__WHAT YOU ARE ASKED TO DO__: Lay out the data as a Markdown table with two columns, No. and Text, starting at the line that contains "Get the bounding box for every puppy's nose." and ending at the line that contains "[228,210,294,233]". Number each row and leave out any blank lines.

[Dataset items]
------------------------------------------------------------------------

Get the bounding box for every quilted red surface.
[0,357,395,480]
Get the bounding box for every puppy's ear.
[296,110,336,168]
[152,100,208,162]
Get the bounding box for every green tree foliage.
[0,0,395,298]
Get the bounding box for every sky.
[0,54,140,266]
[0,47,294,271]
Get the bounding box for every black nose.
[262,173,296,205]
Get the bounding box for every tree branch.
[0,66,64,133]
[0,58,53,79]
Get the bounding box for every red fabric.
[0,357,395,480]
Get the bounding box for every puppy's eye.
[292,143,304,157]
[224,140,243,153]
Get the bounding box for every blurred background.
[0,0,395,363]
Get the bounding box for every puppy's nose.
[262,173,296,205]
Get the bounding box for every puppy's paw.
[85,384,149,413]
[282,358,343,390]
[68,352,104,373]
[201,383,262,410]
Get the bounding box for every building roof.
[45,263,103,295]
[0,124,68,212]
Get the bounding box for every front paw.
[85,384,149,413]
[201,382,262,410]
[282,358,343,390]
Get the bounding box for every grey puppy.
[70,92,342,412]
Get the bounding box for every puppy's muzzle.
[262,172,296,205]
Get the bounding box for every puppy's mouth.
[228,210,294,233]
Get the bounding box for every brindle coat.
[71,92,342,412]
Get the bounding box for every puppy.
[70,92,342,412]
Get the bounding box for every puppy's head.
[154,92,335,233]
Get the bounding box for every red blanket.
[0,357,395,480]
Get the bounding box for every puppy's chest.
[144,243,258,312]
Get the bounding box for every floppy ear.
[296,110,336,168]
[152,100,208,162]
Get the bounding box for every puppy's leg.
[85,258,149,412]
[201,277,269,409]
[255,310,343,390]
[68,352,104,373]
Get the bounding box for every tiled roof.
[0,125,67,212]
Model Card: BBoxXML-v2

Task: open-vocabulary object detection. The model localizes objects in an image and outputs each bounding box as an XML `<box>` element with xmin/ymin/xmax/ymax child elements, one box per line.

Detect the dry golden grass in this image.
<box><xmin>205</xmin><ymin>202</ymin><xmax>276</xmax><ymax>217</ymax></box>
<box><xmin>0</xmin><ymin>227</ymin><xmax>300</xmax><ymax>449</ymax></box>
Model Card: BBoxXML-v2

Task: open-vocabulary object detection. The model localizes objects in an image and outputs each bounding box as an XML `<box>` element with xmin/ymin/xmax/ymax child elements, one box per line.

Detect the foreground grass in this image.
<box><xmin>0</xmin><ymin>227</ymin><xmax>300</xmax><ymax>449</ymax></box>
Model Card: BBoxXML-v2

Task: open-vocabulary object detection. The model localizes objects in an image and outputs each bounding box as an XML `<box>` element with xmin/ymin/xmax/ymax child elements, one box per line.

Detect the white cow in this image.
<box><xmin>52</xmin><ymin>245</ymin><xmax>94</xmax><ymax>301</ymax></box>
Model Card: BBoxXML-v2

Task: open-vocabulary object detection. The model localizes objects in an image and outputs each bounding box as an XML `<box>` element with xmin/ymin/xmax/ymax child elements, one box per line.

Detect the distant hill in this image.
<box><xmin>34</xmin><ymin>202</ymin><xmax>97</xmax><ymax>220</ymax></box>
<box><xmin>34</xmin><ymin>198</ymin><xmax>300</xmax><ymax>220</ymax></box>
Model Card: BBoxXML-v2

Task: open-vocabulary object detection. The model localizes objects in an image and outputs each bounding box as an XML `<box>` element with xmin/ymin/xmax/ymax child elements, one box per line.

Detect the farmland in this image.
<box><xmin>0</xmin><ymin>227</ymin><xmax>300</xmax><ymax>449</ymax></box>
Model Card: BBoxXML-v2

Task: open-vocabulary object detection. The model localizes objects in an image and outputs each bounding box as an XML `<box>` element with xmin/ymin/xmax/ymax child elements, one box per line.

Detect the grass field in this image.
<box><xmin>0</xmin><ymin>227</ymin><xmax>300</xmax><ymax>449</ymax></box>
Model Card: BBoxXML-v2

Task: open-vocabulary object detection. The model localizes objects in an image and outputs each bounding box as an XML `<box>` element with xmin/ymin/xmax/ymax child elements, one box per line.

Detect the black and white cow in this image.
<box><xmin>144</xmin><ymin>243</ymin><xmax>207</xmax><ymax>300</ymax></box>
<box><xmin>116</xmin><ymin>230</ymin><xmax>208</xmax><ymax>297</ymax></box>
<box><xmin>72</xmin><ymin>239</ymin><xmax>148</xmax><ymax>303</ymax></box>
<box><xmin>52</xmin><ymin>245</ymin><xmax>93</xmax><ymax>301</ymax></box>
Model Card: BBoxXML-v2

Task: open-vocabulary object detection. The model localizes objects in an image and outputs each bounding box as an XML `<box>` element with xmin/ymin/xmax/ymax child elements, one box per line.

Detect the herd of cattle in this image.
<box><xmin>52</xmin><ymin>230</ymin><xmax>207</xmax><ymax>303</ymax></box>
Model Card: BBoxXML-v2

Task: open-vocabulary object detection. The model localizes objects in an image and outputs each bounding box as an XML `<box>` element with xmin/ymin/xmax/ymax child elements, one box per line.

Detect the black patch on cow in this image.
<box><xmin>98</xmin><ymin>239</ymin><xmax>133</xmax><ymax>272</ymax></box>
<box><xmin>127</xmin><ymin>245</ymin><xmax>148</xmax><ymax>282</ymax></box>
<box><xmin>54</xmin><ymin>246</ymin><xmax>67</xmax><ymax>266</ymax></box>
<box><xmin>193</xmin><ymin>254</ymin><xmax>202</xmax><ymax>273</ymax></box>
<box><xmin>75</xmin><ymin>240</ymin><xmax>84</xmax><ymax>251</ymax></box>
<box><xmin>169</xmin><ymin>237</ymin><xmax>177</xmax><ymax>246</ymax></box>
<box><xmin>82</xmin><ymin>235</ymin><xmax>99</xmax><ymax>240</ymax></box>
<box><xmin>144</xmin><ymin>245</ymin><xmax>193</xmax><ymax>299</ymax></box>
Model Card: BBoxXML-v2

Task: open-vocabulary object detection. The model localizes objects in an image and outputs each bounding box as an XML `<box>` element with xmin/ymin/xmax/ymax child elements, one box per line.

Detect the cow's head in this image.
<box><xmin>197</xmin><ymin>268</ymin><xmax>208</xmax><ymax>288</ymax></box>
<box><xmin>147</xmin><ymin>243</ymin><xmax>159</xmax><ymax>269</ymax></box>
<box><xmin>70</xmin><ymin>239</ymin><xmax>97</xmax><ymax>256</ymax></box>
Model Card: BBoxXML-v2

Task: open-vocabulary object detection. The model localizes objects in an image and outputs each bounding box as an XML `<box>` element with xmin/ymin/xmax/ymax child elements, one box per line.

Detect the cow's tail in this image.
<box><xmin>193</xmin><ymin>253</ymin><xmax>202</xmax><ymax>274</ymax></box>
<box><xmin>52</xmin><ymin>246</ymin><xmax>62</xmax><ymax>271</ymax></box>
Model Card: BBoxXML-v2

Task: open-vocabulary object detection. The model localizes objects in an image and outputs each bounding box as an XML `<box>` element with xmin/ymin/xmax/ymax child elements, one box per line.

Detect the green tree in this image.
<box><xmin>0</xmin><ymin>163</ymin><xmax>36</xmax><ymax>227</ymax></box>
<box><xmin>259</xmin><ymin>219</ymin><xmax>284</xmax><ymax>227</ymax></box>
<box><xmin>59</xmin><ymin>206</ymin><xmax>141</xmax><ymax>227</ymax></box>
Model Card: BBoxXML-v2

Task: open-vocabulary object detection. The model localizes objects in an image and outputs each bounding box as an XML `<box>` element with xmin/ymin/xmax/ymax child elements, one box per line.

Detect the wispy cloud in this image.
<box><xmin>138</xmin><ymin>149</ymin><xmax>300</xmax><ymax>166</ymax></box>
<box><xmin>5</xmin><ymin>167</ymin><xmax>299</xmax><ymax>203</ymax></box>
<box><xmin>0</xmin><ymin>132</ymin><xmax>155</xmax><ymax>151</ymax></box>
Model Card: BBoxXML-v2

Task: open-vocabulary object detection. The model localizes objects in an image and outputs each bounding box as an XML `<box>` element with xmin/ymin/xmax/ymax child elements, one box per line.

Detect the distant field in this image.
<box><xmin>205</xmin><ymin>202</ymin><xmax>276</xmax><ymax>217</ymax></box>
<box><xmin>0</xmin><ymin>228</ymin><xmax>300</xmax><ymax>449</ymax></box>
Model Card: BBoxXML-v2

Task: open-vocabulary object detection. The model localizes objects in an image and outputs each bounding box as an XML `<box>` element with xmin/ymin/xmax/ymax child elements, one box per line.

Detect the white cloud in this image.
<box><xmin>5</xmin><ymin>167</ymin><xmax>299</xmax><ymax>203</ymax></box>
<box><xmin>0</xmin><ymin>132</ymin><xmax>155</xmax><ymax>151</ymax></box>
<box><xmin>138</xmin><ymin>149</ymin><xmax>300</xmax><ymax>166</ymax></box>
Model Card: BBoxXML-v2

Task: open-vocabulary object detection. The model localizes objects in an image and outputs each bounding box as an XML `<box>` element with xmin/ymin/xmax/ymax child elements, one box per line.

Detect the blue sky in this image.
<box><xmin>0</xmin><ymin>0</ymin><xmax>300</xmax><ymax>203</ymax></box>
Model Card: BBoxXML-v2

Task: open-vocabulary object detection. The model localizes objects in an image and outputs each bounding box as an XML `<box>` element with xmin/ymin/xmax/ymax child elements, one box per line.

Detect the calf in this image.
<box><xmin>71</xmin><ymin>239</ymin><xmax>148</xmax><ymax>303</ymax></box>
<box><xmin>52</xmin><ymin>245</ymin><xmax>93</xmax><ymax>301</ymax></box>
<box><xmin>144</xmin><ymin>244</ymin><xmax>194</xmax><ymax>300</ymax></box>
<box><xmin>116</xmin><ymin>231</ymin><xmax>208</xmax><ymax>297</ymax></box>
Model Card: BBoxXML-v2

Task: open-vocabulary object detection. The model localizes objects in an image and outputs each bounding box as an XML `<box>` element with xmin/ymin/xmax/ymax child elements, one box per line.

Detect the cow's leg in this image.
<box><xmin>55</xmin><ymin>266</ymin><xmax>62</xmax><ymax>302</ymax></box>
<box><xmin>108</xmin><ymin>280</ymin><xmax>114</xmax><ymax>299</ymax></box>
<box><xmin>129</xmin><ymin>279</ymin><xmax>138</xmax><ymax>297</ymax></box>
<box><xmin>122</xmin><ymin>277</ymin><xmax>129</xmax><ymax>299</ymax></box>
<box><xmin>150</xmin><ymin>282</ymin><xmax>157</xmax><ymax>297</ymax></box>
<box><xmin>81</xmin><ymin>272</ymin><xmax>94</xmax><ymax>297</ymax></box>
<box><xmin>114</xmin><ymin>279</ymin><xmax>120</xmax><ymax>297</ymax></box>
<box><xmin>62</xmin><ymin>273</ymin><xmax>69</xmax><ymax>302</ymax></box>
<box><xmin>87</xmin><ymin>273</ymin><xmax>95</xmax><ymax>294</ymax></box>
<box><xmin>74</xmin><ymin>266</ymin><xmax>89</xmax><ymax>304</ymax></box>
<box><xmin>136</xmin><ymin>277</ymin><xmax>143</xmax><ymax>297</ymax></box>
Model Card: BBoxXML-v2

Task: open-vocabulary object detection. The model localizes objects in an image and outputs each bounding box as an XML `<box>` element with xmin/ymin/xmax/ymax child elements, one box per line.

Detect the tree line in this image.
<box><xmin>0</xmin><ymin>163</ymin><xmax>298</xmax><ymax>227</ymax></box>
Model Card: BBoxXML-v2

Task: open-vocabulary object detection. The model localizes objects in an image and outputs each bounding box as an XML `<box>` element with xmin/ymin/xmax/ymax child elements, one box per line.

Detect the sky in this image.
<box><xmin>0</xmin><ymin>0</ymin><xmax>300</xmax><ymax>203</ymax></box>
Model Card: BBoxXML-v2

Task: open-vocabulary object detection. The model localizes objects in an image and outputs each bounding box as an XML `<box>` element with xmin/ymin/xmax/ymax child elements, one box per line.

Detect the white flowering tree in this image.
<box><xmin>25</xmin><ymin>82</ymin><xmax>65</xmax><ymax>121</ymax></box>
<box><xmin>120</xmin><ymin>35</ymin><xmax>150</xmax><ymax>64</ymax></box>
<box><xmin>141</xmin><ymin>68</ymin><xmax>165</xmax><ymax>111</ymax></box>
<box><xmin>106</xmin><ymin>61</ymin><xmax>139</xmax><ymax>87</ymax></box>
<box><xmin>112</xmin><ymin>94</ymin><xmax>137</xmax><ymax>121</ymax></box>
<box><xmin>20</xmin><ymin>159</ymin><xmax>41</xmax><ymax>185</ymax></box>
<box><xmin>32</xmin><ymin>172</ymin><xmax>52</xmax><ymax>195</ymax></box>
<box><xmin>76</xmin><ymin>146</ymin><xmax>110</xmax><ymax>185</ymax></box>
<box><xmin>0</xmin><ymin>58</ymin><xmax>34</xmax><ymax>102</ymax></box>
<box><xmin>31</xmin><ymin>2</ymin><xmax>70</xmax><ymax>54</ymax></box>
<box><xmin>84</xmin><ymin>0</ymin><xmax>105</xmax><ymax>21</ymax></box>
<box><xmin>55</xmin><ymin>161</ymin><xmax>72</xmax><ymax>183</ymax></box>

------------------------------------------------------------------------

__IN RESPONSE__:
| No. | Text |
|---|---|
| 1 | Get the bounding box for every puppy's nose. |
| 2 | [262,173,296,205] |
| 3 | Get the bounding box for every puppy's paw. |
| 4 | [85,384,149,413] |
| 5 | [282,358,343,390] |
| 6 | [68,352,104,373] |
| 7 | [201,383,262,410] |
| 8 | Get the bounding box for every building roof. |
| 9 | [45,263,103,295] |
| 10 | [0,124,68,212] |
| 11 | Get the bounding box for every front paw. |
| 12 | [85,384,149,413] |
| 13 | [201,382,262,410] |
| 14 | [282,358,343,390] |
| 15 | Get the bounding box for every grey puppy. |
| 16 | [70,92,342,412] |
| 17 | Get the bounding box for every puppy's muzzle. |
| 18 | [262,172,296,205] |
| 19 | Get the bounding box for every puppy's mouth. |
| 20 | [228,210,294,233] |